Task statement: Your answer must be the records below, repeated exactly, with every picture left out.

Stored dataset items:
• • • •

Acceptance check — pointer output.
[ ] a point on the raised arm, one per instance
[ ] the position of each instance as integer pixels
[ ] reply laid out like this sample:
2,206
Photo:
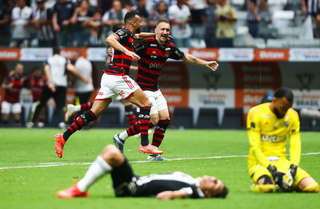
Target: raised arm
113,42
167,195
51,85
213,65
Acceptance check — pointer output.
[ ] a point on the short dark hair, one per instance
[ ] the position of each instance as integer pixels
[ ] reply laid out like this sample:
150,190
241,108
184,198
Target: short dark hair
117,26
163,20
56,50
223,193
284,92
130,16
35,68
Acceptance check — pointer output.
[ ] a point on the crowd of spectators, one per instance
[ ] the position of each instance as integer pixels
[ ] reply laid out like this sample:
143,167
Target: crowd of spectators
83,23
27,93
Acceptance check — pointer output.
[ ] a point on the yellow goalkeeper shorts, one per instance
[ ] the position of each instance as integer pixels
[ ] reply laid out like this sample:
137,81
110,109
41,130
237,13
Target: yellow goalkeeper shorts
283,166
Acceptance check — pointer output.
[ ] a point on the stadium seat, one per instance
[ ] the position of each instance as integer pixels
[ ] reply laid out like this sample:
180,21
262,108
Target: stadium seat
110,118
182,117
208,118
232,118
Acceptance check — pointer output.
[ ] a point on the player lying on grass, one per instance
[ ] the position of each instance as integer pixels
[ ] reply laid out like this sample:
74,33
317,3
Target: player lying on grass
127,184
268,125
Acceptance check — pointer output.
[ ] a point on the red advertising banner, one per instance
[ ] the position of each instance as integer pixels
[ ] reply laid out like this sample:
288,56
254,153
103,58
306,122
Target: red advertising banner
271,55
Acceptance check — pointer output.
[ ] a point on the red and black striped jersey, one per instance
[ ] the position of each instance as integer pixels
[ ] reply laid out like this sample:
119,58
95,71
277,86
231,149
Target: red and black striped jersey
36,85
120,63
13,94
153,56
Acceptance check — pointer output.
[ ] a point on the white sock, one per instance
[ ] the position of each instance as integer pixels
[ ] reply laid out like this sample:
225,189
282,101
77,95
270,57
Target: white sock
76,108
124,135
97,169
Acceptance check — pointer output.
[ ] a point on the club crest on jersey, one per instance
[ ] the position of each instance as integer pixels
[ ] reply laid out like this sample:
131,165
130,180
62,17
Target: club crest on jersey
286,124
166,54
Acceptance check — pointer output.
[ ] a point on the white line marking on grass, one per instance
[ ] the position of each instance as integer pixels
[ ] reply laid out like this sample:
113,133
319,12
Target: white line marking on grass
53,164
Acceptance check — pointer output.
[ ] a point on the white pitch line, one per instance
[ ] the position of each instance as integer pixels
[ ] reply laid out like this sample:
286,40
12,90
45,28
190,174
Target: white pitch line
44,165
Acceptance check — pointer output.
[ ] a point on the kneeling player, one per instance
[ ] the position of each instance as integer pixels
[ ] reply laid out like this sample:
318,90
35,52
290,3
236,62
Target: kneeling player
126,183
268,125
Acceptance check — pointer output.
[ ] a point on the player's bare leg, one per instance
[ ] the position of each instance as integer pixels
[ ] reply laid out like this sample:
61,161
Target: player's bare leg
109,158
140,99
162,121
96,111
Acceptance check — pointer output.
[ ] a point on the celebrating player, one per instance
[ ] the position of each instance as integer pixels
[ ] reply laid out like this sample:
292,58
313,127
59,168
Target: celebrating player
154,52
125,183
268,125
115,81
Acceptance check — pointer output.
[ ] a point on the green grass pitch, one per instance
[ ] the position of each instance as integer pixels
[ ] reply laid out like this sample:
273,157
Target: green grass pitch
31,174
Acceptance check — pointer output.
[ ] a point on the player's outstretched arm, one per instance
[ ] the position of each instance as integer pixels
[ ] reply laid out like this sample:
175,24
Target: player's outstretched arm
212,65
167,195
145,35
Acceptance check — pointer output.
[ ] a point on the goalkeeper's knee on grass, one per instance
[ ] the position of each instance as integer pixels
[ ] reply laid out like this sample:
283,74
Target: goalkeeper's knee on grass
312,188
263,188
267,186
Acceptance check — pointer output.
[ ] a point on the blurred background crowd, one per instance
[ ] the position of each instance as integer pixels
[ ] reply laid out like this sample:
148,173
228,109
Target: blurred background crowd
194,23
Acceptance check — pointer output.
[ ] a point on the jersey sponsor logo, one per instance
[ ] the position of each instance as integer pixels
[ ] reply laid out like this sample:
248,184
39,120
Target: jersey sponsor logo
138,49
177,53
166,54
271,138
144,116
271,55
121,93
286,124
155,65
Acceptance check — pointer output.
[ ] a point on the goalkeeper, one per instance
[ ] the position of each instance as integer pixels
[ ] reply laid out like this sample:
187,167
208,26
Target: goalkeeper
268,125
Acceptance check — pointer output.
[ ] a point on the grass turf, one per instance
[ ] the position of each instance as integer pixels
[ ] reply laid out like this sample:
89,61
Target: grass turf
31,174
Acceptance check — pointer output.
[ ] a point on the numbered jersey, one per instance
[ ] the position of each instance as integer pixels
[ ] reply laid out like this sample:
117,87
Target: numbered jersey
120,63
272,131
153,56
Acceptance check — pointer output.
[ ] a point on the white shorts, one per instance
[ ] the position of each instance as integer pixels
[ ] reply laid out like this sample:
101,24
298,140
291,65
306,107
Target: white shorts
7,108
115,85
158,102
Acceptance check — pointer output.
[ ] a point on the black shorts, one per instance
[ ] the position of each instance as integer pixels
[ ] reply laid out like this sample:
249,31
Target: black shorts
124,180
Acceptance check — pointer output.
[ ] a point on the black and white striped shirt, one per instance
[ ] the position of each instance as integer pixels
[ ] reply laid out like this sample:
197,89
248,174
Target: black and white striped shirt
148,186
313,7
250,15
45,33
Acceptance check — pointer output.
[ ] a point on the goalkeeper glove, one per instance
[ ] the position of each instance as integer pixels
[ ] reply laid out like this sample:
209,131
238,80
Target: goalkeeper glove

• • • •

Solution for this exercise:
Acceptance check — pointer output.
[ ] a point on the raised arm, one per instance
[ ] the position of each instance as integer pixels
[ ] reply laid out like this sample:
2,206
Photo:
Target: raised arm
113,42
167,195
51,85
213,65
Acceptance check — pointer output.
[ ] a point on the short dark hair, one per instance
[ ] the position of each instance as integer pixels
[ ] reply laid out like this sample:
150,190
241,108
184,198
Target: short dark hair
117,26
163,20
56,50
223,193
284,92
130,16
35,68
Acceptance check — pointer output.
[ ] a point on the crowd of spectators, one per instance
[ ] the position of each instance as integer pixels
[ ] reply laid out like this sample:
143,167
Target: crowd of spectators
83,23
27,93
Acceptance check — pointer output.
[ ] a point on the yellow goalkeeper shorts, one per instance
[ ] the position of each instance as integer pixels
[ ] reply laid out like this sample:
137,81
110,109
41,130
237,13
Target: yellow goalkeeper shorts
283,166
Acceptance check — pointer output.
[ ] a point on the stadium seat, one per instance
[ ] the position of each instance as integer pixels
[ ] reply laid out like this sample:
180,21
262,108
Target: stadium seat
110,118
182,117
208,118
232,118
Acceptance check — pointer output.
[ ] a point on the player lying on grass, one per instance
[ ] the position of each instance as integer pixels
[ ] reply laid out like this sample:
74,33
317,3
Target: player lying on grass
127,184
268,125
Acceptance check — pointer output.
[ ] a point on the red advertising banner, one per instance
[ ] the position of each instance as integer pixels
[ ] reply laid out like this sample:
288,56
254,153
103,58
306,122
Target: red advertising banner
271,55
Acceptance check — pointer output.
[ ] a point on the red and black striped jersey, one per instance
[ ] the position of each instance as integer pixels
[ ] reply laid out like this sample:
119,58
95,71
277,86
231,149
Target: red and black striped jersey
36,85
120,63
13,94
153,56
Acceptance check — pointer output.
[ ] a point on the white sock, one per instance
[ ] the position of each instance as integer pixels
[ ] reply laid out like this sample:
225,189
282,101
77,95
270,57
Target: white sock
76,108
124,135
97,169
Acceptance check — pointer output.
[ ] a point on the club crest on jersey, one per instance
[ ] the position of each instance as integer pixels
[ ] reply laid out like this sample:
131,165
130,180
62,17
Target: club crest on jersey
286,124
166,54
Acceptance check — pointer output.
[ ] a point on the white line marking on grass, one per instance
[ ] the position of each instance as integer pixels
[ ] reply laid out like this sample:
113,133
319,12
Target: white line marking on grass
53,164
Acceptance check — pointer output.
[ ] a point on the white pitch line, one per instance
[ ] the position of each instance as integer pixels
[ ] reply laid out like this sample:
286,40
12,90
45,28
190,174
Target: white pitch line
44,165
Acceptance check — pointer output.
[ ] a point on the kneeling player, one per instance
[ ] the position of each instance as integer pixels
[ ] reply laid out like this sample:
318,90
35,52
290,3
236,62
Target: kneeling player
126,183
268,125
Acceptance check — pointer output.
[ ] a point on the player's bare leg, one per instance
[ ] the position of each instance as integer pixels
[ ] reply laid out like this sample:
61,161
Target: player's bare leg
109,158
140,99
162,121
96,111
Acceptance check — pointer output.
[ ] a point on the celebrating player, one per instance
[ ] the position of each instance as integer pixels
[ ] reply laid out like this sample:
292,58
313,127
59,168
Target: celebrating player
154,52
125,183
268,125
115,81
Acceptance check — pointer output.
[ ] a point on the green grass pitch, one per instance
[ ] the position of each instance as integer pixels
[ ] reply laid out like this sample:
273,157
Target: green grass pitch
31,174
Acceptance check — pointer output.
[ ] a point on the player's outstretched arm, one per instance
[ ] the position of each instance as integer pixels
[ ] reply laid out like this sample:
175,24
Target: player's outstretched arm
212,65
167,195
145,35
Acceptance check — pointer output.
[ ] a point on the goalkeeper's knee on grass, one per instance
[ ] the position of each instance as integer pixels
[ ] reply laid out like this sample:
283,74
Target: goalkeeper's knee on grass
312,188
263,188
267,186
Acceptance check — pointer output.
[ ] a point on the blurred background crowd, one per instance
[ ] the position of each instance as integer pixels
[ ] reply laid out like this sample:
148,173
228,109
Target: blurred background crowd
194,23
Acceptance check — pointer output.
[ ] a point on the jersey sponsor logo, one per instance
[ ] the position of each instance as integer pixels
[ ] reply laid out like this sample:
248,184
39,120
Target: jersey sponsor logo
138,49
177,53
166,54
271,138
144,116
271,55
121,93
286,124
155,65
Acceptance check — pointer output.
[ ] a point on the goalkeeper, one per instance
[ ] the position of each instance as integer pixels
[ ] reply laid out like this sample:
187,167
208,26
Target: goalkeeper
268,125
Acceptance check — pointer output.
[ ] a point on the grass turf, one per instance
[ ] the position of each instance as integer pixels
[ ] reply laid out like this sample:
89,61
Target: grass turf
31,174
Acceptance check — pointer output.
[ ] a point on the numbered jersey, one per instance
[ ] the position of each instance as integer pixels
[ ] reply laid out like this sample:
117,87
Target: numbered jersey
120,63
272,131
153,56
Acceptance check — pointer output.
[ ] a point on the white shorts, one per instance
[ ] the position of each instance as integer pixels
[ ] reply laid out like this sample:
101,24
298,140
291,65
306,107
Target: white shorts
7,108
115,85
158,102
Acceptance check — pointer output.
[ ] a point on the black shorts, one per instance
[ ] the position of each instance as integer pixels
[ ] reply laid out like this sample:
249,31
Target: black shorts
124,180
Acceptance check — pointer output.
[ ] a point on the black and white striped shirt, one per instance
[ ] the position of each instance as integer pixels
[ ] reply laid out like this sample:
197,89
248,174
Target: black and white striped shirt
148,186
313,7
250,15
45,33
Acceptance check — pointer output.
[ ] a point on the goalkeeper glove, one per instance
[ ] the position of each instance as integer pixels
[ ] reply laid out like this sample:
209,131
238,80
Target: goalkeeper glove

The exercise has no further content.